34

Facts (please identify any false statements):

  1. I have a 100 Mbps connection between two sites that are 80 ms apart

  2. This is a long fat connection that could benefit from a large TCP window size perhaps up to 100 Mbps * 0.08 sec = 1,000,000 bytes

  3. Both machines are running Windows Server 2012. "Receive window auto tuning level" is normal on both. "Window scaling heuristics" are disabled on both.

  4. I ran "iperf -s" on one side and "iperf -c" on the other. The transfer happened at 5 Mbps. I get the same result going the other direction.

  5. Both sides advertised support for TCP sliding windows in their SYNs.

  6. The receiver requested a TCP window size of 64,512 bytes (0xFC00) during the entire run with a TCP window scale value of "no shift" (0x000).

  7. The network was able to handle a larger window size (see sequence diagrams below)

  8. The receiver kept the window smaller than the network supports

  9. This connection is happening within an IPSEC VPN. MTU of the tunnel interface is reduced to 1400 bytes in both directions.

Question

  • Why is the receiver keeping the window small?
• • • • •
Written instruction:
Continue the post above about the TCP window size staying small, starting after its final line.

Contour labeling entries:
• • • • •
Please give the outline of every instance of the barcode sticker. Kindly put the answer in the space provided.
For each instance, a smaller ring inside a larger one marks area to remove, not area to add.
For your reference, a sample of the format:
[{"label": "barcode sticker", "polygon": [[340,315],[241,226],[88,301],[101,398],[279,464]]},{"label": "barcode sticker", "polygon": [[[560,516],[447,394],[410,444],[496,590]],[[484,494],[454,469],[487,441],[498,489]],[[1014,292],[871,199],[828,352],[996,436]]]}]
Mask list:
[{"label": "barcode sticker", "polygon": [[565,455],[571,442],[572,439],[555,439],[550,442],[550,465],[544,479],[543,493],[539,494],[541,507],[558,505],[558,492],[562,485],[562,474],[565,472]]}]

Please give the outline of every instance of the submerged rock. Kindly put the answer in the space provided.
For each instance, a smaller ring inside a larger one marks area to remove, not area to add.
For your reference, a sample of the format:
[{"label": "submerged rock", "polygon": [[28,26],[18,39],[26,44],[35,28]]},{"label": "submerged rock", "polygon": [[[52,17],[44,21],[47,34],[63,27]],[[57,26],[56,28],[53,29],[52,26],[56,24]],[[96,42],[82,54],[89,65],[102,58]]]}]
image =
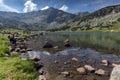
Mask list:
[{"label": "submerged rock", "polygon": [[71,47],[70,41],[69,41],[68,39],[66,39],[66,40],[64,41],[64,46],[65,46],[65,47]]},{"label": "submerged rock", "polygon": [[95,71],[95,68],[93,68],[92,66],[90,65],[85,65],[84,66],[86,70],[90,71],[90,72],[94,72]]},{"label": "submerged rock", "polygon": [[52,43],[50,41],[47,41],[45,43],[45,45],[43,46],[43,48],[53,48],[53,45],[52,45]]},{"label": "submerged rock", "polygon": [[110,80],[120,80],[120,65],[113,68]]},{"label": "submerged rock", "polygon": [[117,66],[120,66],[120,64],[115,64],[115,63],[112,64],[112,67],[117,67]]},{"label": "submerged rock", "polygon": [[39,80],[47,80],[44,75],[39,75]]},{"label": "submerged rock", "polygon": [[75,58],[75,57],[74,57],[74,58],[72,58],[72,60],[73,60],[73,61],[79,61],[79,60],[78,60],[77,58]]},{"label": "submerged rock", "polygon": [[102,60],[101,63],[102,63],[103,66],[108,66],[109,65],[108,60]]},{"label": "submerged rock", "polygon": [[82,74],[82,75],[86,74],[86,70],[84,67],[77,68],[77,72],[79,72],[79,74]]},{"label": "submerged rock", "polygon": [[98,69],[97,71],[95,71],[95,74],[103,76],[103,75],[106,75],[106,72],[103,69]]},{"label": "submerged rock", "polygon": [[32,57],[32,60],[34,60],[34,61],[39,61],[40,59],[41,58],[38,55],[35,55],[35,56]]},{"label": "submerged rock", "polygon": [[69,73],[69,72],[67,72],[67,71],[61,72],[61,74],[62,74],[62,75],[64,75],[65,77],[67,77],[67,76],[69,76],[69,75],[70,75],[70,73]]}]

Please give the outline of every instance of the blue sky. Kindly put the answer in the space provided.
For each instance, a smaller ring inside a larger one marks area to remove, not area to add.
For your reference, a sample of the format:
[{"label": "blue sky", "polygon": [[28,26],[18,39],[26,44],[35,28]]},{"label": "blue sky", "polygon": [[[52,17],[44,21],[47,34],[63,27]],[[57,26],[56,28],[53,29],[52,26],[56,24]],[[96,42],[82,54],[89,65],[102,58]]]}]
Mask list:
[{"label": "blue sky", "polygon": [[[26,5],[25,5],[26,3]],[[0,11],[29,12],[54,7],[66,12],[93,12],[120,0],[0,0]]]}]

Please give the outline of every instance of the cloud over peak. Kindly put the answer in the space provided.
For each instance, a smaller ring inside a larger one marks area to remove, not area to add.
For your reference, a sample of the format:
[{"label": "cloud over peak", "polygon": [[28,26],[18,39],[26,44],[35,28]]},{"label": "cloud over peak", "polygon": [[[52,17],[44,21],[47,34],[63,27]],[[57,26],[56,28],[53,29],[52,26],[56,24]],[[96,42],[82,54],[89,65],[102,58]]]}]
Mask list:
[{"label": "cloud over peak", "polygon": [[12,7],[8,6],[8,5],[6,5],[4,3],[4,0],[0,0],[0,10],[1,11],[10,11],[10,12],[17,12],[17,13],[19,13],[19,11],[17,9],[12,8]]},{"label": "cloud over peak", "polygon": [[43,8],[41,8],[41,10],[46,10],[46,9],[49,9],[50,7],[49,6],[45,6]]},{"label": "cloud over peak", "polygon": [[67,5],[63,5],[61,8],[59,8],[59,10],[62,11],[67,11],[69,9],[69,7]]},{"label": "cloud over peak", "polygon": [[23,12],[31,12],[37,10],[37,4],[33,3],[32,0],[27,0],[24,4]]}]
• • • • •
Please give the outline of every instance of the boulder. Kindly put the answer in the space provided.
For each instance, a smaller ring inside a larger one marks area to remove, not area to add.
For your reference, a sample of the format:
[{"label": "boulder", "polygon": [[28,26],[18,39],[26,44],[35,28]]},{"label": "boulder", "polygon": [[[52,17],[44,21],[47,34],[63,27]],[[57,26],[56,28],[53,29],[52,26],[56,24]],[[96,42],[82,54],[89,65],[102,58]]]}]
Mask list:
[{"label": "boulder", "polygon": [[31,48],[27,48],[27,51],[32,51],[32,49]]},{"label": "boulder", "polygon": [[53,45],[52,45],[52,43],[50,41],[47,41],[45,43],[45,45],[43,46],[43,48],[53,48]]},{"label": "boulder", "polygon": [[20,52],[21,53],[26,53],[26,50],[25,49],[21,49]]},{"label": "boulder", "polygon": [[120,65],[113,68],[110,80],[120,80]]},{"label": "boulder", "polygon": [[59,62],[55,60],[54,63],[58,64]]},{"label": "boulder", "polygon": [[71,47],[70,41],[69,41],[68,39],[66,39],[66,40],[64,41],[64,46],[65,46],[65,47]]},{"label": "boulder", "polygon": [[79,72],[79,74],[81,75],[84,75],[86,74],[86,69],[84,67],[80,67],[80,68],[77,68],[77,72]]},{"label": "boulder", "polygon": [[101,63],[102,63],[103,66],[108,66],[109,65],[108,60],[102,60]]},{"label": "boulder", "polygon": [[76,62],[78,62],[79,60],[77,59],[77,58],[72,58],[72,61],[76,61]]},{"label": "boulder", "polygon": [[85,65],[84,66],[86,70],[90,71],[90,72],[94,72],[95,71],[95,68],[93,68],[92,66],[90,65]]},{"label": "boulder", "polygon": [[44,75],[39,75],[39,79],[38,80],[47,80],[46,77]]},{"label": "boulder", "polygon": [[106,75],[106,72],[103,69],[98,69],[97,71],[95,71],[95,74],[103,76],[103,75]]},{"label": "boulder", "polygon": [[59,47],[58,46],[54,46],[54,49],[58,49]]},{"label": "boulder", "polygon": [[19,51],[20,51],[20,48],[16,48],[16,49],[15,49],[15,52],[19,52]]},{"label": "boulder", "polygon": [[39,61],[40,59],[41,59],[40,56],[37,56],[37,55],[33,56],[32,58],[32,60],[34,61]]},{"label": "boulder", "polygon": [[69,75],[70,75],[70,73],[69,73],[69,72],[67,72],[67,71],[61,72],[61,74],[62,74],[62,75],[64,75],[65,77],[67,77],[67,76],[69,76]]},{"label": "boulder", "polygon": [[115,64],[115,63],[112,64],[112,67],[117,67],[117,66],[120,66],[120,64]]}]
• • • • •
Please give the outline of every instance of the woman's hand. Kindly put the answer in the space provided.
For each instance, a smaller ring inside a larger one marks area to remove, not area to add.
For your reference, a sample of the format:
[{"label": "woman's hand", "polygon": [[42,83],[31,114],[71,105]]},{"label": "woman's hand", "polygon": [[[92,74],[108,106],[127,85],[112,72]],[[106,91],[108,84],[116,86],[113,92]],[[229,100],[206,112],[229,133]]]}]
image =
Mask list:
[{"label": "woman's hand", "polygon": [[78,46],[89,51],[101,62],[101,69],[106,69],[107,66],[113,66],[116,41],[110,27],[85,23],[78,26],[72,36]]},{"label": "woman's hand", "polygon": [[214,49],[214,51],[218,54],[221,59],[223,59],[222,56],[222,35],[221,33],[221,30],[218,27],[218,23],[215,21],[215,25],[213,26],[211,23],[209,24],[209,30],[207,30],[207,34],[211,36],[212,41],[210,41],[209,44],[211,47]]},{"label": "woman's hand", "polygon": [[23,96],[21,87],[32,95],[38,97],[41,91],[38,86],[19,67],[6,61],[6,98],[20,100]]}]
• • • • •
Output for this task:
Non-Answers

  • The network is broken

    Linux machines running on the same network open the TCP window to 1.5 megabytes and transmit data at 6 times the bandwidth

  • Window scaling heuristics are enabled

    Window scaling heuristics are disabled (see output of "netsh interface tcp show heuristics" below)

  • Receive Window Auto-Tuning Level is not normal

    Receive Window Auto-Tuning Level is normal (see output of "netsh interface tcp show global" below)

  • This just doesn't work well on a virtual machine within ESXi

    I get 6 times better performance on a virtual linux machine running on the same host.


Update 1 June 12, 2015 4:30 pm PDT

I modified the test by putting linux on one side of the connection. Sure enough, when linux sends data to Windows Server 2012, Windows offers a too-small TCP receive window (64,512 bytes).

When I send data from Windows to linux, linux offers a large-enough TCP receive window (1,365,120 bytes). However, Windows restricts sends to max ~60,000 bytes in flight.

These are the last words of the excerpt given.